## Exercise aim
Continue the news report about the Donora police officer and his heroin addiction, picking up right after its last paragraph.

## Extract
But Donora Mayor Donald Pavelko had a different take on the situation.
"I'm totally disgusted by it, but that's the state of the country right now," Mr. Pavelko said this morning.
Mr. Pavelko said Mr. Johnson has not been scheduled to work for Donora since August.
"He's no longer on the payroll," Mr. Pavelko said. "He was taken off the schedule."
Mr. Johnson, 29, of Monongahela is not currently working anywhere as a police officer. He is going through rehabilitation, is under a doctor's care and has no plans to return to work anytime soon, Mr. Lautner said.
He sustained two work-related injuries that led to painkiller use — one occurred about two years ago, when he fell and hurt his elbow, and another incident led to his hand being cut, Mr. Lautner said.
The mayor said that he knew nothing about any work-related injuries to Mr. Johnson. Mr. Lautner could not immediately be reached today to respond. Donora police Superintendent James Brice has not returned messages.
After beginning to use painkillers, Mr. Johnson became addicted, and from there he graduated to heroin, according to the lawyer. Mr. Lautner cited the cheap cost of heroin as an inducement.
"In that situation, basically out of necessity and cost, the fact that heroin is so affordable, for lack of a better term, in comparison," Mr. Lautner said.
"My client's accepted responsibility for his actions, he's going to accept responsibility down the road, he's admitted to his problems. Quite frankly, I think it was a cry for help from his perspective. He knew deep down what was going on was wrong, and that was the best way for him to get help and to admit to the problem:"

## Data supplied
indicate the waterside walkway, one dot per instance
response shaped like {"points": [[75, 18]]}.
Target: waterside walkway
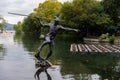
{"points": [[94, 48]]}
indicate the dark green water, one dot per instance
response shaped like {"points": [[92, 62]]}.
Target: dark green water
{"points": [[17, 61]]}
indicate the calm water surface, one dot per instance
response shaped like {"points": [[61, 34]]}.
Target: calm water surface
{"points": [[17, 61]]}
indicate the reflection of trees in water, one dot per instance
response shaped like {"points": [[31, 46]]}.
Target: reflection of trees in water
{"points": [[76, 64], [2, 51], [40, 70]]}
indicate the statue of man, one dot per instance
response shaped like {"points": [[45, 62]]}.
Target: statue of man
{"points": [[50, 36]]}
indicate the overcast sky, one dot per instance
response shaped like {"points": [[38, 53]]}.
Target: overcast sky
{"points": [[18, 6]]}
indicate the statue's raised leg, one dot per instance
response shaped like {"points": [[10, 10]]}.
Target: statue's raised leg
{"points": [[37, 55]]}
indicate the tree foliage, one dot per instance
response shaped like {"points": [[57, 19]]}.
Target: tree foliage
{"points": [[30, 25], [86, 15], [48, 9], [112, 7]]}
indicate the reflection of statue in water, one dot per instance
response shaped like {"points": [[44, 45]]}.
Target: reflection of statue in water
{"points": [[42, 69], [50, 36]]}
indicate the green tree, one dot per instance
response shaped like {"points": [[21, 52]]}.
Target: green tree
{"points": [[86, 15], [48, 9], [112, 7], [30, 25]]}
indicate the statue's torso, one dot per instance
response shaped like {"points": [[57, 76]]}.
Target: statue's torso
{"points": [[53, 31]]}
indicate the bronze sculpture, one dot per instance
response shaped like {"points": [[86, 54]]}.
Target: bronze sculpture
{"points": [[50, 36]]}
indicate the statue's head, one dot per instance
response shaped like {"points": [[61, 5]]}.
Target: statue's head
{"points": [[56, 20]]}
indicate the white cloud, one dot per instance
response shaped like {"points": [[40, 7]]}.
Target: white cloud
{"points": [[18, 6]]}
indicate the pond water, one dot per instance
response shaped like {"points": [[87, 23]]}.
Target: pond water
{"points": [[17, 61]]}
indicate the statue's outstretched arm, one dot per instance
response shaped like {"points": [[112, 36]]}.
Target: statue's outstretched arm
{"points": [[69, 29], [41, 24]]}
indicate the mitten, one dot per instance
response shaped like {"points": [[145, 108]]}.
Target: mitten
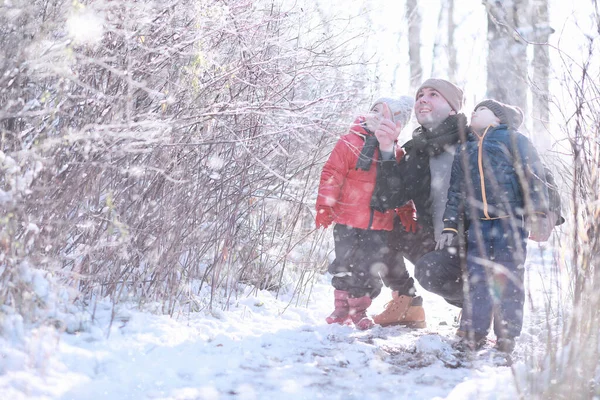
{"points": [[408, 217], [324, 217]]}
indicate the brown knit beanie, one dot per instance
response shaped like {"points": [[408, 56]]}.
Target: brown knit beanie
{"points": [[401, 108], [507, 114], [452, 93]]}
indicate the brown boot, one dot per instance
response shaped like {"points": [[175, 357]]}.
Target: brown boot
{"points": [[358, 312], [340, 313], [403, 310]]}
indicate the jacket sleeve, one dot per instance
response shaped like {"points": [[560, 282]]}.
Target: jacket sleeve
{"points": [[456, 194], [334, 174], [532, 176], [389, 190]]}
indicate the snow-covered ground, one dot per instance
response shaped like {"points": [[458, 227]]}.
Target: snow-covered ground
{"points": [[261, 348]]}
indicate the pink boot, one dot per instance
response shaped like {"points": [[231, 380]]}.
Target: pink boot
{"points": [[358, 312], [340, 314]]}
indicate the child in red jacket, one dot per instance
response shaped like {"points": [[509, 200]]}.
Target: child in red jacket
{"points": [[362, 254]]}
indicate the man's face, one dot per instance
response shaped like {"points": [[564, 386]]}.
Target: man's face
{"points": [[431, 108]]}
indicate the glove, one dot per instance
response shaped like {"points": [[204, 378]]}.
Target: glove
{"points": [[444, 240], [324, 217], [408, 217]]}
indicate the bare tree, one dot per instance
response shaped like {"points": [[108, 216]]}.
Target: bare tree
{"points": [[413, 19], [541, 66], [507, 54], [451, 49], [177, 149]]}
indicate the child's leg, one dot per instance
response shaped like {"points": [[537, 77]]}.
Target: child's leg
{"points": [[510, 250], [372, 257], [342, 268], [477, 309], [360, 258]]}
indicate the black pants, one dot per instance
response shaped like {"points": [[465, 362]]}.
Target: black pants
{"points": [[440, 272], [436, 271], [361, 259], [410, 246]]}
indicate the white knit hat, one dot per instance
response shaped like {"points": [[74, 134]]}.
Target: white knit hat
{"points": [[401, 108]]}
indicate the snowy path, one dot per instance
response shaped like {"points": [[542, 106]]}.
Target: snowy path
{"points": [[252, 351]]}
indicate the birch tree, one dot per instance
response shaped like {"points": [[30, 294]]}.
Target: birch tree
{"points": [[507, 54], [413, 19], [541, 66]]}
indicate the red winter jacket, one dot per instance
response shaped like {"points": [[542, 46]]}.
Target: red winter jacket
{"points": [[348, 190]]}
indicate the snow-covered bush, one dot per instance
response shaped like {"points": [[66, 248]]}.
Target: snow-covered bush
{"points": [[149, 144]]}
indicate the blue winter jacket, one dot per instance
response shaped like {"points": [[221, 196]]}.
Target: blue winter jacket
{"points": [[504, 177]]}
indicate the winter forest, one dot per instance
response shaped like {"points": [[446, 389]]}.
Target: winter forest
{"points": [[160, 162]]}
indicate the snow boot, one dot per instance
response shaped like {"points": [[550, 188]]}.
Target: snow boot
{"points": [[470, 342], [358, 312], [403, 310], [340, 313], [505, 345]]}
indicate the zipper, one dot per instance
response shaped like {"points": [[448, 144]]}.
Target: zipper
{"points": [[481, 175]]}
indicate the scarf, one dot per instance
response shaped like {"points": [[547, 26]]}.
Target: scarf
{"points": [[415, 165]]}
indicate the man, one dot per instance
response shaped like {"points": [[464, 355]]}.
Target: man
{"points": [[423, 176]]}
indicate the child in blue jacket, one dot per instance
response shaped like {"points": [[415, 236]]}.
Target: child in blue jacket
{"points": [[497, 194]]}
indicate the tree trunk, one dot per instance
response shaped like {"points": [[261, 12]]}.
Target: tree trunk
{"points": [[507, 54], [414, 43], [541, 67], [451, 49]]}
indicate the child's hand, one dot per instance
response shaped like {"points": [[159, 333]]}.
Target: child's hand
{"points": [[408, 217], [324, 217], [388, 131], [445, 240]]}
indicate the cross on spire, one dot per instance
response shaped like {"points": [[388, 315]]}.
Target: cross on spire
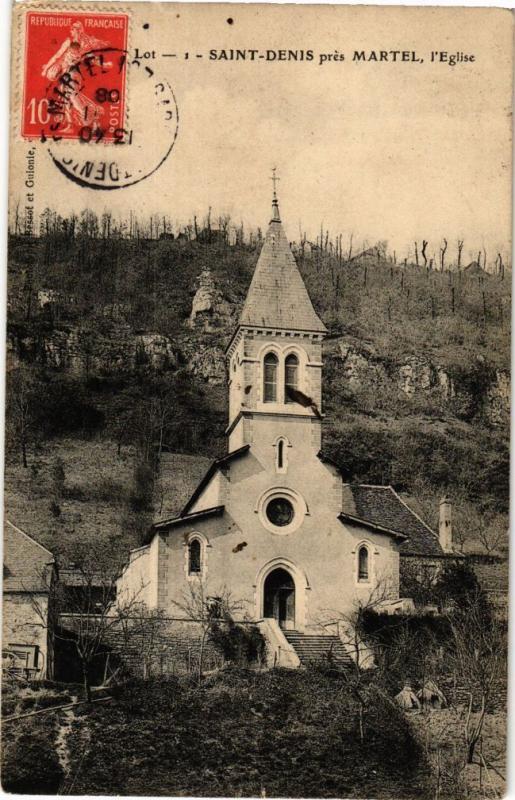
{"points": [[274, 180], [275, 205]]}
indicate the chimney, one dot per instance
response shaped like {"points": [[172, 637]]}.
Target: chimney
{"points": [[445, 525]]}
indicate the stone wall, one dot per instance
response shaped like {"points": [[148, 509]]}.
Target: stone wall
{"points": [[157, 646]]}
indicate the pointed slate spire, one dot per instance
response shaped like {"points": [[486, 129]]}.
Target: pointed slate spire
{"points": [[277, 296]]}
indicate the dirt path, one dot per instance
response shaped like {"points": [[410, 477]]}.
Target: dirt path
{"points": [[64, 725]]}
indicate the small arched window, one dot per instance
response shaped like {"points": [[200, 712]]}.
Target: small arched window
{"points": [[194, 557], [363, 563], [270, 378], [280, 454], [291, 377]]}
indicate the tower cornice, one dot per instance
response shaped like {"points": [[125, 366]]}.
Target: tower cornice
{"points": [[295, 334]]}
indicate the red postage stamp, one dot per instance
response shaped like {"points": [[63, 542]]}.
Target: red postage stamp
{"points": [[74, 76]]}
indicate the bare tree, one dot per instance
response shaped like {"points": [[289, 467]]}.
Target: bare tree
{"points": [[460, 250], [478, 655], [86, 615], [22, 404], [443, 250], [350, 627], [207, 608], [423, 252]]}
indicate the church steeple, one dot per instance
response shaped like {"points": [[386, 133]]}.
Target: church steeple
{"points": [[275, 355], [277, 296]]}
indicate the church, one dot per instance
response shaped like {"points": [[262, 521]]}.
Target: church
{"points": [[273, 521]]}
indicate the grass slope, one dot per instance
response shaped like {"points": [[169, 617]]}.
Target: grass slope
{"points": [[283, 733]]}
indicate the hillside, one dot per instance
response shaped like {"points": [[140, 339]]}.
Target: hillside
{"points": [[280, 733], [117, 345]]}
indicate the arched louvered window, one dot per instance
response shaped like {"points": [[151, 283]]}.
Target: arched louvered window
{"points": [[291, 377], [194, 557], [363, 563], [270, 378]]}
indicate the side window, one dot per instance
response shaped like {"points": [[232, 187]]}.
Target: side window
{"points": [[194, 557], [363, 568], [291, 378], [270, 378], [281, 455]]}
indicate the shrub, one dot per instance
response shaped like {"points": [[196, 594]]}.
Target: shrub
{"points": [[239, 644], [30, 765]]}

## The output
On Aug. 10, Donora police and the Washington County Drug Task Force confiscated heroin after serving a search warrant on a residence and vehicles in the borough. Two days later officers arrived to transport the evidence and found the evidence envelope missing.
Police reviewed video surveillance from cameras inside the police station and found Mr. Johnson was the only person who "handled and examined items within the box of evidence numerous times" and without a legitimate purpose, the affidavit said. Police said they confronted him in November and he admitted to stealing the drugs.
"We have these cases days in and day out. This is the kid down the street that was the nice kid, the good kid, and all of a sudden to find out he's got a heroin addiction. It was a shock to everybody, including his family," Mr. Lautner said. "We're trying to get him the help that he needs."